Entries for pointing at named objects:
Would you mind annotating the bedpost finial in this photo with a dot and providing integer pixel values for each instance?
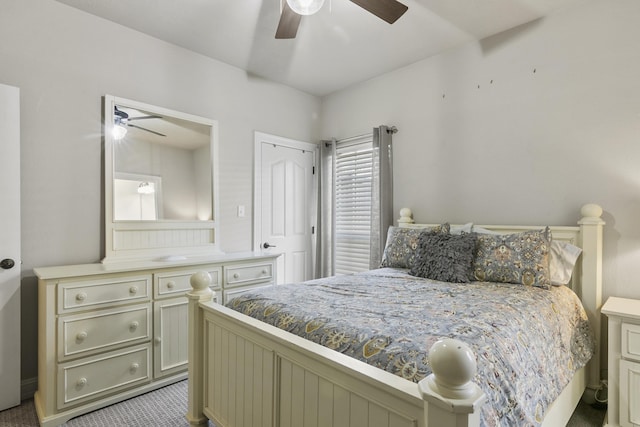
(454, 366)
(406, 216)
(200, 281)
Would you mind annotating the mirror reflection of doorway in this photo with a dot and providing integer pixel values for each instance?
(137, 197)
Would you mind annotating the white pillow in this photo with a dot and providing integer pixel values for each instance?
(563, 258)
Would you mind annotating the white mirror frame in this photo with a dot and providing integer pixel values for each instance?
(161, 239)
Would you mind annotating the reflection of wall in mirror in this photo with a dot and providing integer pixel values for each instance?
(130, 204)
(185, 175)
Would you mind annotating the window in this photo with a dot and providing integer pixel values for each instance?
(353, 185)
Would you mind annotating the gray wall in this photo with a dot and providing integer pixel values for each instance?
(522, 128)
(64, 61)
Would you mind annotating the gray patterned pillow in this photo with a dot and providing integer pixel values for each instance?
(445, 257)
(401, 245)
(521, 258)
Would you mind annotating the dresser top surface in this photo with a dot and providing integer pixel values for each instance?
(56, 272)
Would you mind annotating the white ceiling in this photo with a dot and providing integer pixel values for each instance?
(341, 45)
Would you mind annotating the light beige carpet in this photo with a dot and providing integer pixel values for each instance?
(166, 407)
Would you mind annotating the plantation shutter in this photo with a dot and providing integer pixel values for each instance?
(353, 186)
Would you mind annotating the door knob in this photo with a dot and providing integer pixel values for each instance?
(8, 263)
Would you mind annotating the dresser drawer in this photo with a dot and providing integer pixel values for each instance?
(245, 274)
(88, 333)
(102, 375)
(178, 282)
(91, 294)
(631, 341)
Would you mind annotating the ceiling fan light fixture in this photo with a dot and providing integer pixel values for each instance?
(305, 7)
(119, 131)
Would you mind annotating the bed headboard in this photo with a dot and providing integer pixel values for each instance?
(587, 276)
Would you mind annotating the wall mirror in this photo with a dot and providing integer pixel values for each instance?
(160, 182)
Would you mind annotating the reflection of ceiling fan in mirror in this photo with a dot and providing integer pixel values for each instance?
(292, 11)
(122, 119)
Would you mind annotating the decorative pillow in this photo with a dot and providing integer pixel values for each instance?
(459, 229)
(445, 257)
(561, 262)
(401, 245)
(521, 258)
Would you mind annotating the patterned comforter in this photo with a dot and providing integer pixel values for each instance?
(528, 341)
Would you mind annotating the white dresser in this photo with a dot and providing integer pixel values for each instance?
(624, 361)
(107, 332)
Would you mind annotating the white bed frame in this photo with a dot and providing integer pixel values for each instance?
(243, 372)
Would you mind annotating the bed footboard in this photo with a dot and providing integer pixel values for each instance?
(243, 372)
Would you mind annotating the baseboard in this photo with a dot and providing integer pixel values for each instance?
(28, 388)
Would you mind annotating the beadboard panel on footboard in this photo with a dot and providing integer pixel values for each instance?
(240, 380)
(311, 401)
(246, 380)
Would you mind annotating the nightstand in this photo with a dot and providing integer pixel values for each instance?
(624, 361)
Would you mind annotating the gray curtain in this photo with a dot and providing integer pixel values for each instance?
(381, 192)
(382, 197)
(324, 250)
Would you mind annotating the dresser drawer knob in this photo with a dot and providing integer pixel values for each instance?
(81, 336)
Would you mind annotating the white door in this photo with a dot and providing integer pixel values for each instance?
(285, 214)
(9, 246)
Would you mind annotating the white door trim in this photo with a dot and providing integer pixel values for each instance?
(259, 138)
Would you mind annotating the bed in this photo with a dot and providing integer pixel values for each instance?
(244, 371)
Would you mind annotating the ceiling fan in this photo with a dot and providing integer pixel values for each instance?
(292, 11)
(122, 119)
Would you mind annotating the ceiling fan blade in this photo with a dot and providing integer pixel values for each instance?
(289, 23)
(144, 118)
(145, 129)
(387, 10)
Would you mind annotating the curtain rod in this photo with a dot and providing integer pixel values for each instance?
(390, 129)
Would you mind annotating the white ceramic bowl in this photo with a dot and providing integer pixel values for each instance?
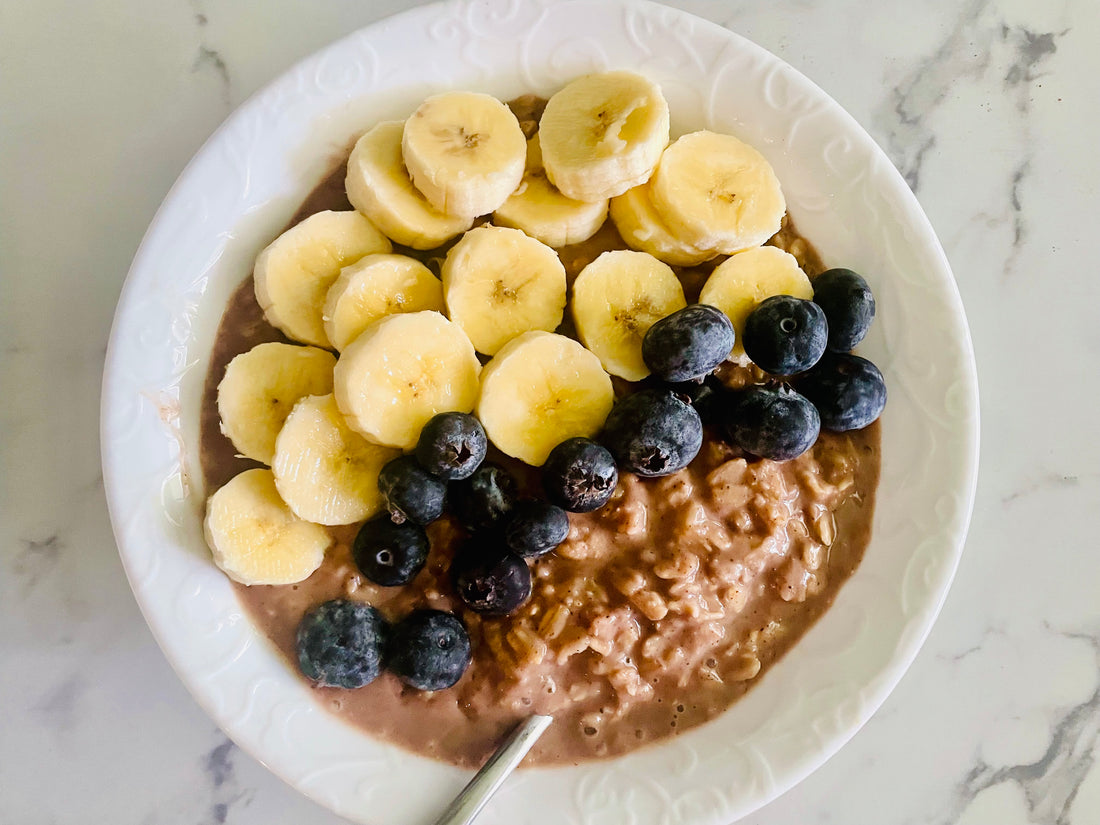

# [Requirements]
Give every line of the records above as a Markdown table with two columns, Row and Line, where Row numbers each row and Line holds the line itself. Leave out blank lines and the pictures.

# [Response to the task]
| Row | Line |
|---|---|
| 1 | Would you mind annotating the bedpost finial in this photo with a dot and providing integer pixel values for each instance? |
| 2 | (454, 366) |
| 3 | (406, 216) |
| 4 | (200, 281) |
| 5 | Would you mind annotating the mirror reflection of doorway in this photo with a dot and providing integer pixel values for each instance? |
| 6 | (137, 197) |
| 7 | Would you mind annotating the white pillow in this photo with a dot and providing integer pixel values for each instance? |
| 8 | (563, 258) |
| 9 | Would you mind annotating the white mirror frame in this photo with a dot and providing integer pixel values for each instance? |
| 10 | (161, 239) |
| 11 | Would you mind annotating the reflection of wall in mirror in this photo with a dot and providing integer pixel values for each instance? |
| 12 | (130, 204) |
| 13 | (185, 175) |
| 14 | Would you mind annotating the window in this photo with a dot and providing integer pixel values for each instance? |
| 15 | (353, 185) |
| 16 | Would you mind annotating the gray wall in this photo with a dot and providing integer pixel values for each instance? |
| 17 | (522, 128) |
| 18 | (64, 61) |
| 19 | Would you mind annotating the gray patterned pillow in this photo with a dot and providing integer pixel values for each instance? |
| 20 | (445, 257) |
| 21 | (401, 245) |
| 22 | (521, 258) |
| 23 | Would you mind annotating the dresser top surface in this photo with a dot and providing integer pixel values for each instance? |
| 24 | (56, 272) |
| 25 | Would you mind annotating the white ceiling in this photo with a dot and providing integer pixel values for each instance? |
| 26 | (341, 45) |
| 27 | Would you mind annotating the light beige carpet in this photo with a dot and providing integer pixel values for each instance? |
| 28 | (166, 407) |
| 29 | Would you mind annotating the plantation shutter in this photo with a dot and providing integer pixel values for each instance? |
| 30 | (353, 186) |
| 31 | Would you mind annotating the door knob in this photo with a dot and providing integer pixel values for each instance? |
| 32 | (8, 263) |
| 33 | Would you mind annotating the dresser drawer in this photo with a dot and providing integer pixel values for each instance? |
| 34 | (245, 274) |
| 35 | (88, 333) |
| 36 | (102, 375) |
| 37 | (178, 282) |
| 38 | (91, 294) |
| 39 | (631, 341) |
| 40 | Would you mind annotating the ceiling fan light fixture in this photo with a dot and providing integer pixel values for each instance? |
| 41 | (305, 7) |
| 42 | (119, 131) |
| 43 | Would you mind annotating the bed headboard in this photo with a dot and providing integer pixel values for each instance? |
| 44 | (587, 276) |
| 45 | Would you mind annotating the wall mirror in this photo with a dot and providing integer pixel values for each instance? |
| 46 | (160, 182) |
| 47 | Would you mind annotating the reflection of ceiling fan in mirror in this photo with a dot and providing integer pixel values for each instance? |
| 48 | (292, 11) |
| 49 | (122, 119) |
| 50 | Would you mind annotating the decorative pillow in this photo with a dot and providing integer pixel values for each instance? |
| 51 | (459, 229) |
| 52 | (445, 257) |
| 53 | (561, 262) |
| 54 | (401, 245) |
| 55 | (521, 258) |
| 56 | Would you mind annotating the patterned comforter in this photo with a dot and providing integer pixel values for each instance? |
| 57 | (528, 341) |
| 58 | Would you mind annotating the white dresser in this photo with a dot and providing integer pixel values for each instance? |
| 59 | (624, 361) |
| 60 | (107, 332) |
| 61 | Would you mind annotating the white bed frame in this photo with a dot and providing integer pixel values for each instance? |
| 62 | (243, 372) |
| 63 | Would you mind annotating the bed footboard in this photo with a dot and providing integer pixel values for each instance? |
| 64 | (243, 372) |
| 65 | Would you mind annotating the baseboard in this photo with a dot and providing integer pixel values for each instance? |
| 66 | (28, 388) |
| 67 | Would you mind annotating the beadboard panel on footboard in this photo with a dot and providing integer pixel values for each instance? |
| 68 | (240, 380) |
| 69 | (311, 401) |
| 70 | (246, 380) |
| 71 | Would you mind annotating the nightstand in this photo with a dot and providing integer pixel values for each instance? |
| 72 | (624, 361) |
| 73 | Would you mind annotating the gray curtain in this photo with a dot and providing integer pixel values for each instance? |
| 74 | (381, 192) |
| 75 | (382, 197) |
| 76 | (324, 250) |
| 77 | Would you mind annotating the dresser drawer knob in this photo with a dot and providing integer pixel values for each instance? |
| 78 | (81, 336) |
| 79 | Would you mind annotating the white door in this photo with a dot and providing integer pixel values for each instance? |
| 80 | (285, 214) |
| 81 | (9, 246) |
| 82 | Would you mind annotating the white door trim in this photo with a dot and providing integer pixel values for each instance? |
| 83 | (259, 138) |
| 84 | Would you mind annotating the bed in this photo with a dot and providing integer pixel values for each instance? |
| 85 | (244, 371) |
| 86 | Would you mind annotating the ceiling fan in this photo with a dot and providing integer pixel values for each instance? |
| 87 | (292, 11) |
| 88 | (122, 119) |
| 89 | Would you mind annotating the ceiling fan blade in this photo with a dot and providing integer pixel values for each instance? |
| 90 | (289, 23) |
| 91 | (144, 118) |
| 92 | (145, 129) |
| 93 | (387, 10) |
| 94 | Would you mind annotating the curtain rod in this photo with a dot and providing integer pixel values for each instance? |
| 95 | (390, 129) |
| 96 | Would you mind annotating the white ceramic bowl in this photo with a dot and providing integer pixel values for each instance? |